_Selected passage_
****************

The History of Education Provision for Travellers in Ireland up to 1988

If [Traveller] children must be educated, it should be unnecessary to adopt the methods of the robber Procrustes. Reformers must seek, not to adapt the [Travellers] to an imperfect educational system which happens to exist, but to remould that system to fit the manner of the life of the [Travellers] (Binns, 1990, p. 254).

These words of wisdom come from an anonymous contributor to the 1908 Journal of Gypsy Lore. They express an opinion far ahead of its time; that the procrustean policy of forcing Travellers to adopt the educational norms of society was wrong and that the educational norms should adapt to include Travellers.

The following essay will consider the historical development of government policy in Ireland in embracing Traveller children into the primary school education system from the 1908 Children’s Act up to the results of the 1988 results of the survey by the Primary School Inspectorate of Traveller Participation in Education.

The essay will predominantly deal with the history of slow progression from a faux-interest in the welfare of Traveller children, loaded with anti-Traveller sentiment, to a policy of gradual educational integration. The sociological and philosophical frameworks which underpinned (and were, in most cases, wholly absent from) each policy will also be discussed in detail.

The Travelling People

The origin of a homogenous group of people that could be identified as the ancestors of modern day Irish Travellers is a source of great debate. References to terms such as tynkere in official documents from 1175 suggest that their existence has been established for nearly a millennium (Gmelch, 1985, p. 10). One of the most important figures in the historiography of early Irish history, Eoin MacNeill, suggested that Travellers are descended from Pre-Christian ‘rivet-makers’ who had been a privileged social class in pre-Gaelic Ireland (MacNeill, 1968, p. 34). Other anthropological scholars suggest that the majority of Travellers are descended from ‘Irish peasants forced onto the roads, most significantly as a result of the Great Famine’ (ní Shuinéar, 2004, p. 16). Whatever their anthropological origin, towards the latter half of the nineteenth century there were groups of people in Ireland, usually family units, who wandered from place to place, that subsisted on casual labour and begging and spoke unique cants such as Shelta (Gmelch, 1985, p. 11).

****************

_Work task 1_
According to the essay on education provision for Travellers in Ireland, which scholar suggested that Travellers descend from pre-Christian "rivet-makers"?
_Work task 2_
Continue the essay on education provision for Travellers in Ireland from the point where it stops.

_Input data_
****************

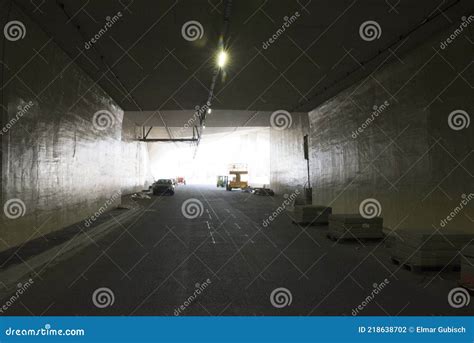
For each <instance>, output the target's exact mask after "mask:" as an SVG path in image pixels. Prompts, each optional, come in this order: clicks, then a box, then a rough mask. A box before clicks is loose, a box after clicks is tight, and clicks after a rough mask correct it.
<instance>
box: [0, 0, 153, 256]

****************

_Reply 1_
Eoin MacNeill

_Reply 2_
Jim Mac Laughlin states that the true linking of Travellers to a kind of oriental ‘other’ came in the latter half of the nineteenth century when there was a ‘denigration of nomadism in bourgeois nationalist discourse’ (Mac Laughlin, 1995, p. 1). A glance into the archives of Ireland’s regional newspapers from the middle of that century confirms the seeding of an antagonistic relationship between the Travelling and sedentary communities. For instance, the presiding judge of Kilkenny Petty Sessions court suggested, to roars of laughter from the gallery, that four ‘tinkers’ would be fine attractions for the gawking public in Crystal Palace at the Great Exhibition (Connacht Telegraph, 1851).` It should come as no surprise, in light of this developing schism in Ireland that Travellers did not engage with the education system that was developing from the 1830s on.

Whether or not Edward Stanley considered Travellers part of the ‘poorer classes of the community’ he mentioned in his eponymous letter to the Duke of Leinster, there is little evidence to suggest that Travellers engaged in any way with the burgeoning National School system.

An Invisible People

The first true state intervention in the education of Travellers came with the 1908 Children’s Act. This act stated that ‘If a person habitually wanders from place to place and takes with him any child above the age of five, he shall…be liable to a fine not exceeding twenty shillings…and be deemed unfit to have care of the child’ (Binns, 1990, p. 254). This act, voted on and passed by a Westminster government, had little impact on Travellers in Ireland. The relative invisibility of Irish Travellers to the bourgeois cadre of Irish Nationalists was likely nothing compared to the lack of awareness Westminster MPs had for the ‘wandering vagrant class’. As Jane Helleiner points out this ‘relative lack of intervention may be attributed in part to the fact that colonial authorities were too preoccupied with the broader “Irish Question” to focus specifically on Travellers (Helleiner, 1998, p. 52). In other words, successive British governments had enough on their legislative plates with an island that was heaving with separatism and flirted with civil war on more than one occasion.

But even in Britain itself, the Children’s Act did little to entice Traveller and Gypsy children into school. As Dennis Binns points out the roll books of many British schools did contain the names of Travellers and Gypsies in the early twentieth century, ‘but these were usually during the winter months when they were not required to assist their parents in fruit and vegetable picking’ (Binns, 1990, p. 254). With regards educational provision for Travellers, the formative years of an independent Irish legislature brought about little change. There remained a great reluctance to face the continuing absence of Traveller children from the education system. The all-encompassing wording of the 1926 School Attendance Act was very clear in its terms;

The parent of every child to whom this Act applies shall, unless there is a reasonable excuse for not so doing, cause the child to attend a national or other suitable school on every day on which such school is open for secular instruction (emphasis added) (School Attendance Act, 1926).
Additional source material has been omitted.